··· Selected passage ···

A further letter from the receiver on 11 February 2005 requested additional information, so that the payments of $70,000 and $637,500 could be documented. The receiver asked whether the amendments in the 14 August 2003 letter had been signed by Mr Johnson. Copy invoices were also requested to support the items said to be deducted from the sale proceeds of the aircraft. Mr Backhouse’s reply on 1 March 2005 said:
“While agreeing that we believe that the funds came from the same source [Hong Kong], we do not accept that payments made in connection with the jet constituted a purchase of it or an interest in it but merely gave rights in connection of (sic) proceeds of sale.”
As a result of an application by Mr Sinclair to the court, a consent order was agreed on 10 November 2005. On 16 December 2005, pursuant to the order, the receiver served a list of outstanding questions on Mr Backhouse relating, inter alia, to the aircraft. Mr Backhouse replied on 15 March 2006. In relation to the payment of $70,000 his answer was that this was a contribution towards Helix’s share of costs “as a lot of chasing had been done to get this …” As to the letter dated 14 August 2003, this had not been signed by Mr Johnson
“as it was an acknowledgment from Mr Backhouse in response to the agreement [Mr Johnson] had signed on 12 December 2001 to the effect that they now had a “deal”. Our client believes that the date of 14 August 2003 is there because the software our client uses automatically puts in the date it prints the document.”
Replying to a question as to how the sale consideration for the aircraft was determined – in CFS’ letter to Mr Johnson of 17 February 2003 it was valued at $800,000, but sold to DAS for $1,609,750 – Mr Backhouse replied that after February 2003 there had been a major refurbishment to the interior of the aircraft, and a substantial overhaul to its engines. The consideration was determined by reference to the book value and by agreement with DAS.
In a witness statement dated 21 February 2007, Mr Sinclair as management receiver, said that it was evident that Mr Johnson had a half share in the aircraft, which he had disposed of in December 2003. He had documentation from Mr Backhouse for the amounts which Mr Backhouse claimed to have offset against that interest as part of the settlement calculation. That meant that he was unable to determine if Mr Johnson still had an interest in the proceeds of sale.
In his witness statement dated 8 June 2007 Mr Backhouse apologised for not providing invoices; it was an oversight. He was not aware of the restraint order when dealing with Mr Johnson in November or December 2003. The fact that the aircraft was eventually sold to DAS was no secret since DAS was used in connection with the aircraft in which he had an interest. Overall, Mr Johnson had lawfully relinquished his interest in the aircraft on 1 December 2003.
In a further witness statement in May 2008 Mr Backhouse referred to the invoices he had provided in respect of sums “that were offset against the defendant’s half share in this jet”. Mr Johnson’s deficit in relation to his share in respect of the aircraft was recalculated as $268,742, not $98,750.

··· Recorded data ···

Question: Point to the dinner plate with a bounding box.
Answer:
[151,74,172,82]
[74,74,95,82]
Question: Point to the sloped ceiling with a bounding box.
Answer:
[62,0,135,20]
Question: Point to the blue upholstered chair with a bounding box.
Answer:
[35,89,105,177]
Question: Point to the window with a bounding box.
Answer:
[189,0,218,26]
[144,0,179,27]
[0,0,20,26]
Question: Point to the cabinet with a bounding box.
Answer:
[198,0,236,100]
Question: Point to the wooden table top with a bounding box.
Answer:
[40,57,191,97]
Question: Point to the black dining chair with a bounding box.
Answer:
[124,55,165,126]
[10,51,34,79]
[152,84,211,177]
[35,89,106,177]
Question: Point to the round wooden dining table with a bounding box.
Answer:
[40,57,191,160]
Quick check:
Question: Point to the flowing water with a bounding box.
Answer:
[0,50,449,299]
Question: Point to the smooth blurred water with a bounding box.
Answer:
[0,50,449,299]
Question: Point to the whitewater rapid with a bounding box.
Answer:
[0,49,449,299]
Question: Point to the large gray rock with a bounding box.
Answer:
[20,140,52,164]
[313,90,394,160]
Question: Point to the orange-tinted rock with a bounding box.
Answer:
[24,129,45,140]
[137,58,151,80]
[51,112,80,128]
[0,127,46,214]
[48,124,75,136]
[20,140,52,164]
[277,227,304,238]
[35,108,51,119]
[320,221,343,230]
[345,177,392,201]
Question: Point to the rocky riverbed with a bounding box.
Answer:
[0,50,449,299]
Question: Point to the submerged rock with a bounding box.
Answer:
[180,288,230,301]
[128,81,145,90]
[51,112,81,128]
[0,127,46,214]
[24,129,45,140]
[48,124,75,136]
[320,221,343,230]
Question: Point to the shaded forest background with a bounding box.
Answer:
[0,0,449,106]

···

Requirements:
(a) In the aircraft passage, for what amount was the aircraft sold to DAS?
(b) Reproduce the aircraft passage between "In a further" and "as $268,742, not $98,750.", inclusive.
(c) Carry the aircraft passage forward from its final sentence.

Answers to each task:
(a) $1,609,750

(b)
In a further witness statement in May 2008 Mr Backhouse referred to the invoices he had provided in respect of sums “that were offset against the defendant’s half share in this jet”. Mr Johnson’s deficit in relation to his share in respect of the aircraft was recalculated as $268,742, not $98,750.

(c)
A fourth witness statement from Mr Backhouse, dated 11 June 2009, was prompted by the application for appointment of an enforcement receiver. In that statement Mr Backhouse said that when he met the defendant in 2001 he had all the trappings of a successful high net worth individual and that the two of them reached an agreement “to co-own and share the expenses of running [the aircraft] on a 50/50 basis”. The agreement was reduced to writing dated 21 December 2001 as a result of which Mr Johnson paid $637,500, which represented the purchase price for his stake in the aircraft. A substantial part of that money was used to reduce the amount owing to Finova. There was a further payment of $70,000, which was a contribution to ongoing running costs. Those were the only two payments ever made by the defendant. The deficit at the end of the arrangement between himself and Mr Johnson had resulted in a deficit of $268,742. He was not aware of the restraint order when he dealt with the assets. The agreement of 21 December 2001 was included, showing a 50/50 basis of ownership/maintenance. As Mr Backhouse understood it, Mr Johnson’s involvement was a 50 percent ownership of the aircraft with a 50 percent liability towards its maintenance and running costs. Subsequently, since Mr Backhouse acquired Mr Johnson’s half share in the aircraft as a bona fide purchaser for value without notice of the restraint order, he must have acquired good title to it.
There was to be a hearing on 28 October 2009 in relation to the current proceedings. That was vacated and a timetable for service of evidence by both the applicant and Mr Backhouse agreed. In the light of that Mr Sinclair wrote to Mr Backhouse’s new solicitors on 13 November 2009 asking for information to be provided by 4 January 2010. No response was received. On 11 February 2010 Mr Sinclair made his first witness statement as enforcement receiver in the absence of answers from Mr Backhouse. In the course of his witness statement he identified certain gaps in the information available to him, in particular relating to the two payments which Mr Johnson was said to have made in relation to the aircraft. On 12 March 2010 Mr Backhouse finally responded to the questions in Mr Sinclair’s letter. That led to Mr Sinclair’s second witness statement dated 13 May 2010.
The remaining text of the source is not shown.